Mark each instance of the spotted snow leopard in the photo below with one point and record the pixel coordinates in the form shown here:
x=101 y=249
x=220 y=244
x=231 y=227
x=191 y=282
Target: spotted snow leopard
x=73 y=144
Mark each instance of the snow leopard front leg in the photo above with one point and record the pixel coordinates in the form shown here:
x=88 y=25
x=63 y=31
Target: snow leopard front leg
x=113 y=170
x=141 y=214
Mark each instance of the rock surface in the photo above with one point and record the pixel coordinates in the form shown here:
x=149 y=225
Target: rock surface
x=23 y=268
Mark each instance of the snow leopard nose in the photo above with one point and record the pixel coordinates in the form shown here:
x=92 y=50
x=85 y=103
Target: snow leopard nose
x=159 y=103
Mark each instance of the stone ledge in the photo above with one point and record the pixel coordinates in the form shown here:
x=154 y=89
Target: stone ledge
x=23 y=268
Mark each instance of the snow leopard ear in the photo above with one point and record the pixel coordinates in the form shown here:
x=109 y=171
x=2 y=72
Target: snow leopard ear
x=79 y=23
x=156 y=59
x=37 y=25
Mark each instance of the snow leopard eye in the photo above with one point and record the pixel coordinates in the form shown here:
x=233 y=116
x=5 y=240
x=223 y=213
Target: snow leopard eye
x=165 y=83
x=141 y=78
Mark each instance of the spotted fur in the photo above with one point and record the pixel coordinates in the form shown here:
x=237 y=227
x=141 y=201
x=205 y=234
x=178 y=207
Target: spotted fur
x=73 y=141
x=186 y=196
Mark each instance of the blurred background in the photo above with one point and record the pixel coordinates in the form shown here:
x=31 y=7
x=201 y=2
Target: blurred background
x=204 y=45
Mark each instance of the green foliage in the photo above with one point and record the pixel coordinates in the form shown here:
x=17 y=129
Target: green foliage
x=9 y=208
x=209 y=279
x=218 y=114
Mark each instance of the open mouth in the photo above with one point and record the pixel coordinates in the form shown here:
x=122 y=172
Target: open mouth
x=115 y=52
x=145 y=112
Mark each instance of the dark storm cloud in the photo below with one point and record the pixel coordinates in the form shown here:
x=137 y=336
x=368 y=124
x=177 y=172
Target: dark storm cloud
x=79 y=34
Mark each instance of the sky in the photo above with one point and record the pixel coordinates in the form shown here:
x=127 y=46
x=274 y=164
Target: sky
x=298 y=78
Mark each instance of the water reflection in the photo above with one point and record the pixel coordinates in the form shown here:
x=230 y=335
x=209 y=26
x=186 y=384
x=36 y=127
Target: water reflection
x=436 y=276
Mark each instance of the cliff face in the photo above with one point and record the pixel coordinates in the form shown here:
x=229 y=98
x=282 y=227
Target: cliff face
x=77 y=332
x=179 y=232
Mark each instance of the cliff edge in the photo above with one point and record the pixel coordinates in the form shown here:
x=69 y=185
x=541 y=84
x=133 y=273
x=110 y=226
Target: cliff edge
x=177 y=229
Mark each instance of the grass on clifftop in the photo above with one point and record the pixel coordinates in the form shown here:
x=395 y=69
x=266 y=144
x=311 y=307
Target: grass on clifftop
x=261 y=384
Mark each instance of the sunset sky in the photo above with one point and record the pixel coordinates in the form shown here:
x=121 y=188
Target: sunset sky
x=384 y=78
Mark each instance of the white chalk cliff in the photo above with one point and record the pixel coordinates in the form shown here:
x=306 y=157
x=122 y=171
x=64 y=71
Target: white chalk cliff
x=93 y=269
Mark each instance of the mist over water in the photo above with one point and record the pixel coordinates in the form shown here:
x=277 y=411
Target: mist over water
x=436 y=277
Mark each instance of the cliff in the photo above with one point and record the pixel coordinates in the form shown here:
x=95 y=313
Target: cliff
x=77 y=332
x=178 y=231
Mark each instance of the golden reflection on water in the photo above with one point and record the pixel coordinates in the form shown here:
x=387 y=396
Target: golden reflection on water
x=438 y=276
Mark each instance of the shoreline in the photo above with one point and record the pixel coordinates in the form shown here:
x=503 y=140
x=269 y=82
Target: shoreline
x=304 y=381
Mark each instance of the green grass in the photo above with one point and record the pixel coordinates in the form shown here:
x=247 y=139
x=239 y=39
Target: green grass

Exercise details:
Copy out the entries word for word, everything from the line that contains "Mark each instance of the water" down to the line that contains "x=436 y=276", with both of those lines included.

Answer for this exercise:
Mark each instance of the water reflection in the photo above with one point and record the pixel coordinates in the form shown here:
x=230 y=335
x=209 y=26
x=186 y=384
x=36 y=127
Target: water reflection
x=436 y=276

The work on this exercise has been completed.